TASK DETAILS> Pick up the article on heat pumps and the government's decarbonisation plans after its last sentence and carry it on.

The Prime Minister’s hugely ambitious plans for heat pumps must be backed by a major training programme and comprehensive technical support, according to manufacturer Lochinvar.
The Banbury-based company welcomed the 10-point plan announced by Boris Johnson for a ‘green industrial revolution’ that he hopes will create up to 250,000 new jobs in low carbon and renewable sectors.
He pledged to tackle energy efficiency in hospitals, schools, and other public buildings through the £1bn Public Sector Decarbonisation Scheme and extended the Green Homes Grant for homeowners by a year until March 2022. Heat pumps were highlighted by the Prime Minister as a key technology for delivering many of the government’s decarbonisation goals and he wants the industry to be installing 600,000 a year by 2028.
The Committee on Climate Change (CCC) had already set a target of one million a year by the 2030’s towards an eventual total of 19 million to achieve the government’s 2050 net zero target. However, according to the Heat Pump Association (HPA), just 30,000 will be installed this year rising to around 70,000 in 2021. Industry estimates suggest more than 17,000 new heat pump installers will be needed over the next decade if the government’s targets are to be met.

RECORDS SUPPLIED>
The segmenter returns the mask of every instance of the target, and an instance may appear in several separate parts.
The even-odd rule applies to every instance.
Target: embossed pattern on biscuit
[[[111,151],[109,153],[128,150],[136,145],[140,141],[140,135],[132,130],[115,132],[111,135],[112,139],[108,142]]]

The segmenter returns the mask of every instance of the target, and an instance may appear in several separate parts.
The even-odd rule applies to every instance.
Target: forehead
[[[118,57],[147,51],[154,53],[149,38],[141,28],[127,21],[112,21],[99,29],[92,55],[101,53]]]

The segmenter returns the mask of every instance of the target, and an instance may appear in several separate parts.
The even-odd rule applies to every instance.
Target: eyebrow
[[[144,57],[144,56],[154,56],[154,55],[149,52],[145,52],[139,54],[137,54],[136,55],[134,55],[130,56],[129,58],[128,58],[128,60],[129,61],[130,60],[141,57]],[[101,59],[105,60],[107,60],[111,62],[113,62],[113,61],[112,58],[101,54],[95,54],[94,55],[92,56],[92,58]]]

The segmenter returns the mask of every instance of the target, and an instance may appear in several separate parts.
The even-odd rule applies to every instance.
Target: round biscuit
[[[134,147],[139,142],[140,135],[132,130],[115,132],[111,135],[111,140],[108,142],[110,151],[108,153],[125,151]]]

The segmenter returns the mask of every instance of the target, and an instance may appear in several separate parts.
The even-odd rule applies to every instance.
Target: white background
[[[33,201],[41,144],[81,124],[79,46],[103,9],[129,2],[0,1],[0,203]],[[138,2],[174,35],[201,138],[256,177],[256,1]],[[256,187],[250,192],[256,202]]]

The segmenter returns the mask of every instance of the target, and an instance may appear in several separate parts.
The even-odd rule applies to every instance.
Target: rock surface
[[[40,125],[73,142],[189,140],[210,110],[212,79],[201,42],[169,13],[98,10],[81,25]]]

ANSWER TO THIS TASK>
“The Prime Minister’s faith in heat pump technology is a huge morale boost to the industry,” said Lochinvar’s sales director Liam Elmore. “However, we are going to have to scale up very fast to turn vision into reality.”
As well as recruiting more people, there will also need to be much better awareness of how the technology works to ensure installations continue to achieve high performance and reduced carbon emissions throughout their operating life, Lochinvar added.
“The building services sector has talked about the benefits a ’whole system’ approach for many years, but it has not yet been universally adopted because it requires everyone in the supply chain to look for long-term value rather than short-term capital cost savings,” said Liam. “That complete approach is particularly important in heat pump projects.
“Heat pumps can achieve CoP’s comfortably above four and five depending on the application and climatic conditions, but only if they are properly designed, installed, commissioned and maintained. There are particular challenges around designing heating systems that operate at low temperatures and this is not widely understood – even by many already in the industry,” he added.
Illustrating the ability of heat pumps to work as part of integrated whole building – and even whole community – systems will also be important, according to Lochinvar. Heat pumps work very well in tandem with other energy efficient technologies like condensing boilers and water heaters to maximise energy and carbon savings – and can be particularly effective where building owners are looking to upgrade their systems. Liam Elmore believes heat pumps could play an even bigger part in reducing carbon emissions if they are also used more widely in distributed heat networks for homes, public sector buildings, shops, offices, hospitals, and many others.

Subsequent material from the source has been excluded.